### CONSIGNE:
Transcrivez fidèlement le passage de l'entretien sur la détresse sociale qui commence à « Malika Zediri – » et se termine à « liées à l’alimentation... ».
====== TEXTE PRÉSENTÉ
Robert Pelletier – Au-delà des statistiques, quelle est pour l’Apeis la perception de la détresse sociale sur le terrain ?
Malika Zediri – Les plus grandes difficultés frappent d’abord les chômeurEs. La moyenne des allocations versée par l’Unedic se monte à 800 euros, avec des dépenses qui, sur tous les postes, augmentent constamment : loyers, chauffage, téléphone, nourriture... Les gens n’ont pas les moyens de vivre, ils sont coincés dans cette situation. Sans emploi, pour plus de la moitié, c’est rapidement la perte des droits aux allocations chômage. En 1 an et demi ou 2 ans, on perd tous ses droits au chômage. Il s’agit alors de vivre avec le RSA c’est-à-dire avec moins de 500 euros. Et une question pour chacunE : combien de temps je peux tenir avec ça ? Parmi les précaires, 50 % des adultes, 20 % des enfants n’ont pas mangé pendant au moins un jour au cours du dernier mois, et présentent des pathologies aiguës liées à l’alimentation...
============
====== DONNÉES BRUTES
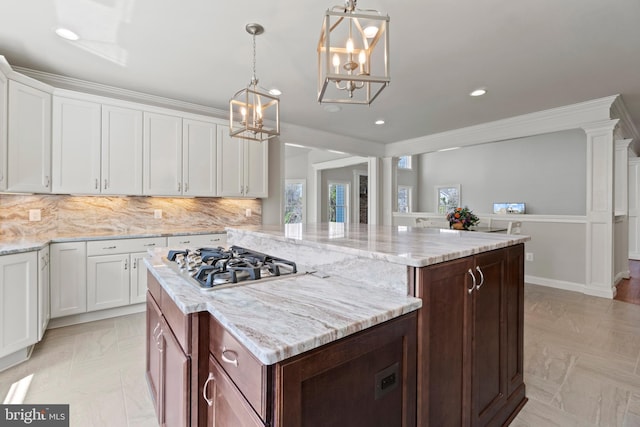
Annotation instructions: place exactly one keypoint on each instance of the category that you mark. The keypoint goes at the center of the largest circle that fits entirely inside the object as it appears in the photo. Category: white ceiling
(530, 54)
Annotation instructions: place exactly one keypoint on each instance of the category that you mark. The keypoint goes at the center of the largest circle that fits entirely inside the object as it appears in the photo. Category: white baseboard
(96, 315)
(569, 286)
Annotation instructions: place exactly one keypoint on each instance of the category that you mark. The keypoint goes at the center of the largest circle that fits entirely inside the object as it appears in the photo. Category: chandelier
(254, 113)
(353, 55)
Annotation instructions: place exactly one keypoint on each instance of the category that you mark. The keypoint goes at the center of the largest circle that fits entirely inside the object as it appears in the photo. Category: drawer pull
(204, 390)
(481, 278)
(225, 359)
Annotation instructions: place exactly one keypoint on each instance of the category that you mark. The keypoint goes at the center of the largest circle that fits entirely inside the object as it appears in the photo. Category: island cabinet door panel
(488, 353)
(367, 379)
(153, 368)
(226, 405)
(444, 339)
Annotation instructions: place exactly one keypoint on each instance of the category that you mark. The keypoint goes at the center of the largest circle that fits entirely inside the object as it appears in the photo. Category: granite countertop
(11, 245)
(409, 246)
(280, 318)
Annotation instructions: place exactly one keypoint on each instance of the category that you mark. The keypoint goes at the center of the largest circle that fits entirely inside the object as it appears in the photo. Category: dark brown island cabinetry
(200, 375)
(470, 332)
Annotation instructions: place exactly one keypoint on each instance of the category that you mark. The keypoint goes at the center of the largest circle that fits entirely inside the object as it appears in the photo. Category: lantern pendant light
(254, 113)
(353, 55)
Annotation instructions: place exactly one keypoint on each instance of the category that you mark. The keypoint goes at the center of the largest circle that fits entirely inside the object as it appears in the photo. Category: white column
(600, 274)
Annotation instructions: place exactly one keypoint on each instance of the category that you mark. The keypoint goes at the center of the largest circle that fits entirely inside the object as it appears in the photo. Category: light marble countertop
(278, 319)
(410, 246)
(11, 245)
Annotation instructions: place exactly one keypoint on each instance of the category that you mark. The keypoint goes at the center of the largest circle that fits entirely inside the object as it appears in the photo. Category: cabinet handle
(481, 278)
(225, 359)
(473, 285)
(204, 389)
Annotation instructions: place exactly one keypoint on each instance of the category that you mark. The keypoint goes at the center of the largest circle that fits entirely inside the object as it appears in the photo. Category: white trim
(553, 120)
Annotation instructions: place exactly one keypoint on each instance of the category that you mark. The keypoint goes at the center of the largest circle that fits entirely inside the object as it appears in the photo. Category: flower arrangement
(462, 218)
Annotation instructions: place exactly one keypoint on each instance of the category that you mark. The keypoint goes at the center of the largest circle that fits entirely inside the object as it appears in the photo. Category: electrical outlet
(35, 215)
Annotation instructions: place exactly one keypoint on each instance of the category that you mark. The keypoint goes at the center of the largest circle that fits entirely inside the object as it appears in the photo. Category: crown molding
(568, 117)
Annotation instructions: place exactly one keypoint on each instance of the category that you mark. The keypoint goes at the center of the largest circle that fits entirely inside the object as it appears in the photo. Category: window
(448, 197)
(294, 201)
(404, 198)
(338, 202)
(404, 162)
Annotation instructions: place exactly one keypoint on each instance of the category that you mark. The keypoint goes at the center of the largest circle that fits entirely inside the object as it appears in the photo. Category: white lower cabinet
(68, 278)
(107, 281)
(18, 302)
(116, 273)
(44, 292)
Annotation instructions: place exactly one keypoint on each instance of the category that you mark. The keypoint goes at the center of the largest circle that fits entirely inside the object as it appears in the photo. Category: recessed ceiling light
(67, 34)
(332, 108)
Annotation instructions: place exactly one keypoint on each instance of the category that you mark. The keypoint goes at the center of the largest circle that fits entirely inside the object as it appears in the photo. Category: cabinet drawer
(247, 373)
(195, 241)
(122, 246)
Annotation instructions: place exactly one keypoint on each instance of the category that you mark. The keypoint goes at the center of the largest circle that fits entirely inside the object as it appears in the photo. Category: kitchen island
(350, 339)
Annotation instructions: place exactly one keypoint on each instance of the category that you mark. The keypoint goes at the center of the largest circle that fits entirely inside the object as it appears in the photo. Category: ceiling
(531, 55)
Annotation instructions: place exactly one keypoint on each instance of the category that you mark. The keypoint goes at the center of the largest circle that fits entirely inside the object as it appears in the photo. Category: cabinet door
(489, 382)
(138, 275)
(230, 164)
(443, 341)
(162, 154)
(107, 281)
(199, 151)
(29, 143)
(175, 381)
(121, 151)
(76, 146)
(68, 278)
(4, 89)
(44, 307)
(226, 405)
(256, 171)
(153, 355)
(18, 302)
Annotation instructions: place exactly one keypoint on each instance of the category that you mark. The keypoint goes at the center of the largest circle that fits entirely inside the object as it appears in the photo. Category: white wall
(547, 172)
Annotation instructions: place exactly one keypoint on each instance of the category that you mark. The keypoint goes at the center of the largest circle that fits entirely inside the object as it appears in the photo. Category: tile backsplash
(64, 215)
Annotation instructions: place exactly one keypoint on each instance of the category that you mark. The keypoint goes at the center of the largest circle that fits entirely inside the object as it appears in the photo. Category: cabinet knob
(481, 278)
(225, 359)
(204, 390)
(473, 284)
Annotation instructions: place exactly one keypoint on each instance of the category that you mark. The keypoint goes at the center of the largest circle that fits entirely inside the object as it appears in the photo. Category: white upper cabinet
(121, 150)
(29, 139)
(242, 166)
(199, 158)
(18, 302)
(76, 146)
(162, 154)
(4, 89)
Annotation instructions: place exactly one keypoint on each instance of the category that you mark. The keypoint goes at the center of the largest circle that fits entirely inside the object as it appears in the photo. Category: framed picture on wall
(447, 197)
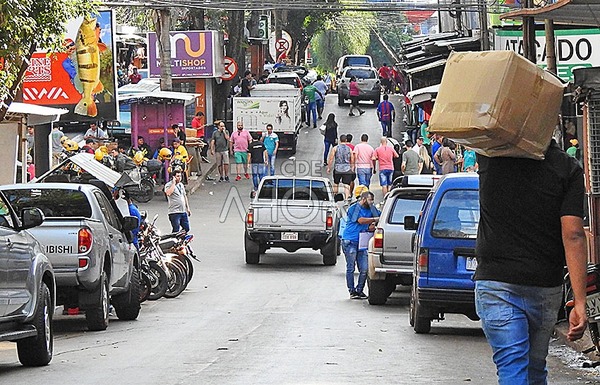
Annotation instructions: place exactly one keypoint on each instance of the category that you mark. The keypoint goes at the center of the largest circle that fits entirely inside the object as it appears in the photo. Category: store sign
(577, 48)
(194, 54)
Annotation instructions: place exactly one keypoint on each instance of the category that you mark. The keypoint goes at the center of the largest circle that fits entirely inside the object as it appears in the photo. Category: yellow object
(164, 154)
(513, 115)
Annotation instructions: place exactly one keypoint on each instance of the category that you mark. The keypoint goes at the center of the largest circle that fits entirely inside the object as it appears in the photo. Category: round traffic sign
(231, 68)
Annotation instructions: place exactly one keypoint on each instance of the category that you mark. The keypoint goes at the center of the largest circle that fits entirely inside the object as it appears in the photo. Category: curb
(197, 183)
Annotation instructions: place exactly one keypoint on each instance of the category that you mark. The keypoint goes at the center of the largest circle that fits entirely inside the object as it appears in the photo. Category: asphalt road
(286, 321)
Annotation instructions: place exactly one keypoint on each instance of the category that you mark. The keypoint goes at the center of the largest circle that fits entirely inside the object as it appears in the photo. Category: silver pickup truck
(89, 245)
(293, 213)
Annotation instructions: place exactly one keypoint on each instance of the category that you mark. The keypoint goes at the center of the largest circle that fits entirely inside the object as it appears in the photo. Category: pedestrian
(343, 161)
(386, 115)
(246, 84)
(320, 97)
(354, 91)
(412, 164)
(258, 158)
(219, 148)
(362, 217)
(385, 155)
(446, 157)
(520, 269)
(238, 146)
(364, 161)
(179, 132)
(179, 208)
(310, 92)
(271, 142)
(330, 139)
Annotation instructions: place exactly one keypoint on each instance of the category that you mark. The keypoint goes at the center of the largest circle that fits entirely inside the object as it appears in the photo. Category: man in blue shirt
(362, 218)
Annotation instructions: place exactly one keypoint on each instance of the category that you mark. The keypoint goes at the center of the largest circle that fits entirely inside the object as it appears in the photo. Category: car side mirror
(130, 223)
(31, 217)
(410, 223)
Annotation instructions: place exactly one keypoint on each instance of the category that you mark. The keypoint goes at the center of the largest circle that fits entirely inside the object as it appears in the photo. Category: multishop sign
(574, 48)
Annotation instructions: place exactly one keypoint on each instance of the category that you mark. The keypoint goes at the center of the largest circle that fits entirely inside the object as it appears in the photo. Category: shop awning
(578, 12)
(35, 114)
(423, 94)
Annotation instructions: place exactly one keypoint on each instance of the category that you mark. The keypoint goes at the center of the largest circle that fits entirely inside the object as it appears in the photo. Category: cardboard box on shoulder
(497, 103)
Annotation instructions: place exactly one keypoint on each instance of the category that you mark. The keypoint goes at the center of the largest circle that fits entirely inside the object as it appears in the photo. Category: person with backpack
(386, 115)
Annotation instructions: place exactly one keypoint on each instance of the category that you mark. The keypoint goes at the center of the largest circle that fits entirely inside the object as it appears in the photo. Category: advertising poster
(81, 79)
(194, 54)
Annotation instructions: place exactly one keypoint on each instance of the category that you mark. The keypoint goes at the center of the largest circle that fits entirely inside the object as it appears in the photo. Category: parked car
(368, 82)
(444, 251)
(390, 249)
(293, 213)
(27, 286)
(89, 245)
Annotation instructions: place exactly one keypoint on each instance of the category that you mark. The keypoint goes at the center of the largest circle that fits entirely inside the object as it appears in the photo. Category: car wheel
(127, 305)
(37, 351)
(97, 317)
(377, 292)
(420, 324)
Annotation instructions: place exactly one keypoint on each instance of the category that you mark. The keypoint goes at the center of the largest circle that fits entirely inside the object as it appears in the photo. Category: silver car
(27, 286)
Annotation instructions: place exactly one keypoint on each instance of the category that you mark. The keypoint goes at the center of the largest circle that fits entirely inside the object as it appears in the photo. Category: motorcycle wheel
(146, 192)
(178, 279)
(158, 280)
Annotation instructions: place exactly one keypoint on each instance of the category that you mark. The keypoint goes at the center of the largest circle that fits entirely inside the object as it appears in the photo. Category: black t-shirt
(245, 87)
(256, 149)
(519, 238)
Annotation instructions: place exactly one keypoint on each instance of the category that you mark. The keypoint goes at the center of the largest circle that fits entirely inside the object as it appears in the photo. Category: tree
(27, 26)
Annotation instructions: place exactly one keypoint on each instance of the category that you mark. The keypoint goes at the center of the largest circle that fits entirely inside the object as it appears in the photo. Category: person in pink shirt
(385, 155)
(238, 144)
(364, 161)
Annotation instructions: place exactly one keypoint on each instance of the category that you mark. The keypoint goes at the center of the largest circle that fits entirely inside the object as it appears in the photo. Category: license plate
(592, 308)
(471, 263)
(289, 236)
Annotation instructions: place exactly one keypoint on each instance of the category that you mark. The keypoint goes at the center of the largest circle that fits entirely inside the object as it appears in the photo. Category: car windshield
(406, 206)
(361, 73)
(54, 203)
(457, 215)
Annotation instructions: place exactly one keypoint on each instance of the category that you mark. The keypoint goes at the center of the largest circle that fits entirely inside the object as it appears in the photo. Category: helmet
(164, 154)
(138, 158)
(99, 155)
(359, 190)
(71, 145)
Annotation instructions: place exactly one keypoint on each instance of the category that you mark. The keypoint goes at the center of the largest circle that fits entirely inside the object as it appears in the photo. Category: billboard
(575, 48)
(81, 79)
(194, 54)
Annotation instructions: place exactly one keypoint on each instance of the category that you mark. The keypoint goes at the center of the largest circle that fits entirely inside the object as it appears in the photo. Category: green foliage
(32, 24)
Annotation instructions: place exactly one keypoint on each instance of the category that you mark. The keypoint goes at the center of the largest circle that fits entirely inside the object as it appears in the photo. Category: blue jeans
(179, 220)
(354, 257)
(258, 172)
(518, 321)
(271, 164)
(311, 109)
(364, 176)
(328, 146)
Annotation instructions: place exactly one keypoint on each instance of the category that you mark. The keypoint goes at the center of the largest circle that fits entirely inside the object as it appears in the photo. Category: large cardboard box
(497, 103)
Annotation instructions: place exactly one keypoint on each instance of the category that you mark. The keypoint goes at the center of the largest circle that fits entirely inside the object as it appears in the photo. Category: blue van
(444, 251)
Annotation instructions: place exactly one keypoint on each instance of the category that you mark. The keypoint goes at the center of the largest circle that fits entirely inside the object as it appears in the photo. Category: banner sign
(194, 54)
(81, 79)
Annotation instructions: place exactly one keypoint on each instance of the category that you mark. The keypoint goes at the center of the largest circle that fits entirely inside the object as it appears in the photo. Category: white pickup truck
(89, 245)
(276, 104)
(293, 213)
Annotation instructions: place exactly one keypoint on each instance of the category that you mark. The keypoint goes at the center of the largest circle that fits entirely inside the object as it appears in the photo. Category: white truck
(276, 104)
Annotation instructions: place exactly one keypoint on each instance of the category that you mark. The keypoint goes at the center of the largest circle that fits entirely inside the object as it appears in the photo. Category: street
(287, 320)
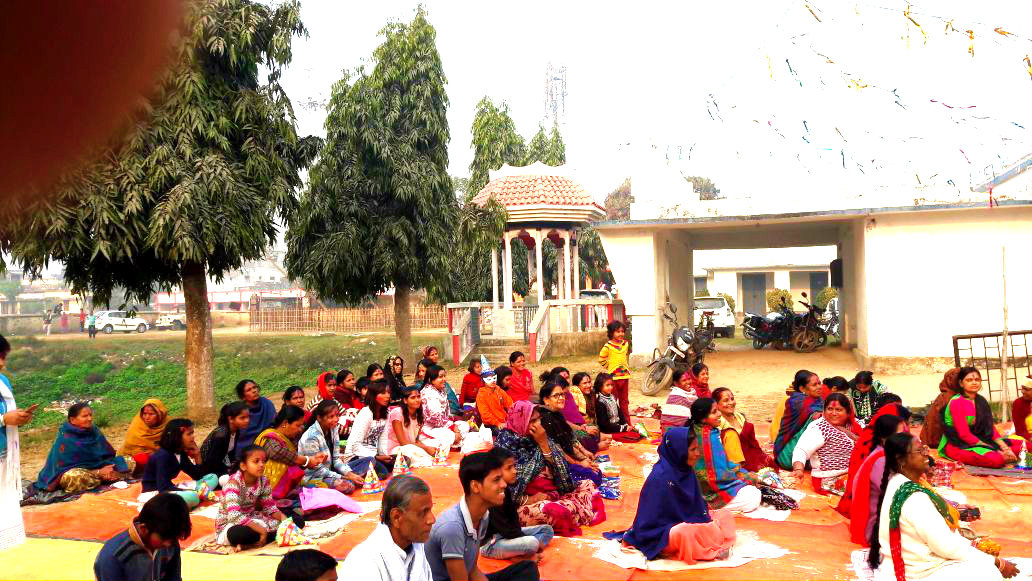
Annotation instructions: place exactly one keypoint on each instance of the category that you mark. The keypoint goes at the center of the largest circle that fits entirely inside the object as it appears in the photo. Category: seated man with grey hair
(394, 550)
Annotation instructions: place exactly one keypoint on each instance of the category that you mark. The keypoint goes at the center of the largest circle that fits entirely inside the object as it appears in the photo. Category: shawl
(1020, 413)
(321, 382)
(718, 477)
(931, 432)
(863, 402)
(798, 410)
(671, 495)
(77, 448)
(895, 537)
(702, 389)
(530, 462)
(262, 415)
(859, 490)
(275, 470)
(141, 438)
(863, 448)
(570, 411)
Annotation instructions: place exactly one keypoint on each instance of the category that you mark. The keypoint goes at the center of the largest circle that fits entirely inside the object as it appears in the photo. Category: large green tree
(194, 188)
(380, 208)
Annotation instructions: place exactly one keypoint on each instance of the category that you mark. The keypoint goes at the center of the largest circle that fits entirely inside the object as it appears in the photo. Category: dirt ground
(758, 378)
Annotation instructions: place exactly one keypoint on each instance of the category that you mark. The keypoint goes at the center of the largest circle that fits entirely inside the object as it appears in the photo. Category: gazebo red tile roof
(536, 190)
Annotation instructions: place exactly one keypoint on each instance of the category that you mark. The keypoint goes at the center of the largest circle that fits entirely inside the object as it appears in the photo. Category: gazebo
(543, 202)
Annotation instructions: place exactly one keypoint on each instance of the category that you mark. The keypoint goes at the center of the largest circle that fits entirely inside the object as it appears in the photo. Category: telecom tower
(555, 95)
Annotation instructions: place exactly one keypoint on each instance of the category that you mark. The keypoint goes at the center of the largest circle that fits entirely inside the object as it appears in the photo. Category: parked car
(110, 321)
(723, 317)
(176, 321)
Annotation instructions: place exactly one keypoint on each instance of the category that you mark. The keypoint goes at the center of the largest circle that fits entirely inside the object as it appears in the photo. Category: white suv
(723, 317)
(110, 321)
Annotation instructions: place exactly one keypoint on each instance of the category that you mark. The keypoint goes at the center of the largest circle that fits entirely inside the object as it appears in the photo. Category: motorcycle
(685, 347)
(807, 333)
(774, 329)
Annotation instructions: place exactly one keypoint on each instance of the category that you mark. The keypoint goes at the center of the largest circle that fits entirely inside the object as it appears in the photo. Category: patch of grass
(120, 373)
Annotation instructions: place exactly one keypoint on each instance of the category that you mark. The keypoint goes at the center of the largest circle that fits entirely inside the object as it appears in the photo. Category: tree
(495, 141)
(618, 201)
(556, 153)
(380, 207)
(193, 189)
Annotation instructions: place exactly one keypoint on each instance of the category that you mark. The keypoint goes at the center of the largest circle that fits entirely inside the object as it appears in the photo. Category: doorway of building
(754, 293)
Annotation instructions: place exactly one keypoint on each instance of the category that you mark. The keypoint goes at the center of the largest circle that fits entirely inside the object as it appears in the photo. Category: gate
(984, 352)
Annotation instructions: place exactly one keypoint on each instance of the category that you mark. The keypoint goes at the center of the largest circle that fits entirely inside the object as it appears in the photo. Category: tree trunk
(199, 351)
(402, 321)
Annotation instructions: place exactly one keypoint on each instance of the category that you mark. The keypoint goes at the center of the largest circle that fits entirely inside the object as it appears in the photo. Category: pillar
(576, 269)
(508, 272)
(494, 278)
(567, 265)
(539, 239)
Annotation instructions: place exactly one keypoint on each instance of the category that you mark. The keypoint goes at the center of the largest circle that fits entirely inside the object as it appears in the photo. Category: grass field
(120, 372)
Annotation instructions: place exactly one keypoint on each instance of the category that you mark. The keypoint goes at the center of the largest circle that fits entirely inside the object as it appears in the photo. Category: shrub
(731, 301)
(775, 296)
(825, 296)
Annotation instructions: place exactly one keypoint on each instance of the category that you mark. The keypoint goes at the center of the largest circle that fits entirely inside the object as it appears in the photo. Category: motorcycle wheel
(656, 380)
(806, 341)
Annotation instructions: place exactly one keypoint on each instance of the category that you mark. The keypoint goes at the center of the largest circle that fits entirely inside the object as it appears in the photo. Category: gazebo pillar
(539, 238)
(494, 279)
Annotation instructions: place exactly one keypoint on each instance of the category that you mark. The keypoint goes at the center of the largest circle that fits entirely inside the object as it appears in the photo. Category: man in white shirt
(394, 550)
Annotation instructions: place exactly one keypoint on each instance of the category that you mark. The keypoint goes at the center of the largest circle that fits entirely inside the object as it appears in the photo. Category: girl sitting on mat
(827, 444)
(176, 452)
(248, 516)
(673, 519)
(608, 413)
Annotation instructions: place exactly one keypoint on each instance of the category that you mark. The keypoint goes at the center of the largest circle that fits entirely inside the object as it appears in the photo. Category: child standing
(248, 516)
(613, 358)
(176, 452)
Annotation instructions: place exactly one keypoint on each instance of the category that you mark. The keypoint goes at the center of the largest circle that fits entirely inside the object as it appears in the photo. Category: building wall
(932, 276)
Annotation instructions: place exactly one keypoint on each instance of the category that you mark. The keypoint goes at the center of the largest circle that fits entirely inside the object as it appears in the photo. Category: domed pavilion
(544, 203)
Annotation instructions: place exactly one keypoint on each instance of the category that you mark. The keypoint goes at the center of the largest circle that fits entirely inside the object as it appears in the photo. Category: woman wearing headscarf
(723, 483)
(544, 488)
(144, 431)
(802, 406)
(931, 432)
(673, 519)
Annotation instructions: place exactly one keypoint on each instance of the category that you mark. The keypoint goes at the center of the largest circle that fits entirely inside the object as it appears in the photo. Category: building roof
(537, 185)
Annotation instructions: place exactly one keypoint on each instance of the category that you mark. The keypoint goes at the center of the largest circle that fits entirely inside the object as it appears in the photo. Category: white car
(723, 317)
(175, 321)
(110, 321)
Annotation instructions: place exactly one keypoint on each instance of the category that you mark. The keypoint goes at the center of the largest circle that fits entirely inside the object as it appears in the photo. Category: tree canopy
(193, 187)
(380, 208)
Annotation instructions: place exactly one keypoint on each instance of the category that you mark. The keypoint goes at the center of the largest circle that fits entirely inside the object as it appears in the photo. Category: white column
(539, 239)
(577, 270)
(508, 298)
(494, 278)
(567, 275)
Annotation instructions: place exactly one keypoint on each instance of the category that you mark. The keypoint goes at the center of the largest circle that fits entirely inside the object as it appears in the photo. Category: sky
(762, 97)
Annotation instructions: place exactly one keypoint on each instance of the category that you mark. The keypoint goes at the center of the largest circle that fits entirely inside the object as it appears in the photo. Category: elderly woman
(738, 434)
(969, 434)
(544, 489)
(144, 431)
(82, 458)
(673, 520)
(723, 483)
(827, 444)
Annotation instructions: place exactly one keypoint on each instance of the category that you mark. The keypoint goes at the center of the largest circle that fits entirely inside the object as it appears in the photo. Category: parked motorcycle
(807, 333)
(685, 347)
(774, 329)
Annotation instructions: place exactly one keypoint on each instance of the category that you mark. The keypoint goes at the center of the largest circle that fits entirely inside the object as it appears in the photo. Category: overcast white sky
(642, 74)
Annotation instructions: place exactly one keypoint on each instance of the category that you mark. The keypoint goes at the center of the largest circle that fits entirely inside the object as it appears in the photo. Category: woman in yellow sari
(285, 467)
(144, 431)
============
### CORRIGÉ:
Malika Zediri – Les plus grandes difficultés frappent d’abord les chômeurEs. La moyenne des allocations versée par l’Unedic se monte à 800 euros, avec des dépenses qui, sur tous les postes, augmentent constamment : loyers, chauffage, téléphone, nourriture... Les gens n’ont pas les moyens de vivre, ils sont coincés dans cette situation. Sans emploi, pour plus de la moitié, c’est rapidement la perte des droits aux allocations chômage. En 1 an et demi ou 2 ans, on perd tous ses droits au chômage. Il s’agit alors de vivre avec le RSA c’est-à-dire avec moins de 500 euros. Et une question pour chacunE : combien de temps je peux tenir avec ça ? Parmi les précaires, 50 % des adultes, 20 % des enfants n’ont pas mangé pendant au moins un jour au cours du dernier mois, et présentent des pathologies aiguës liées à l’alimentation...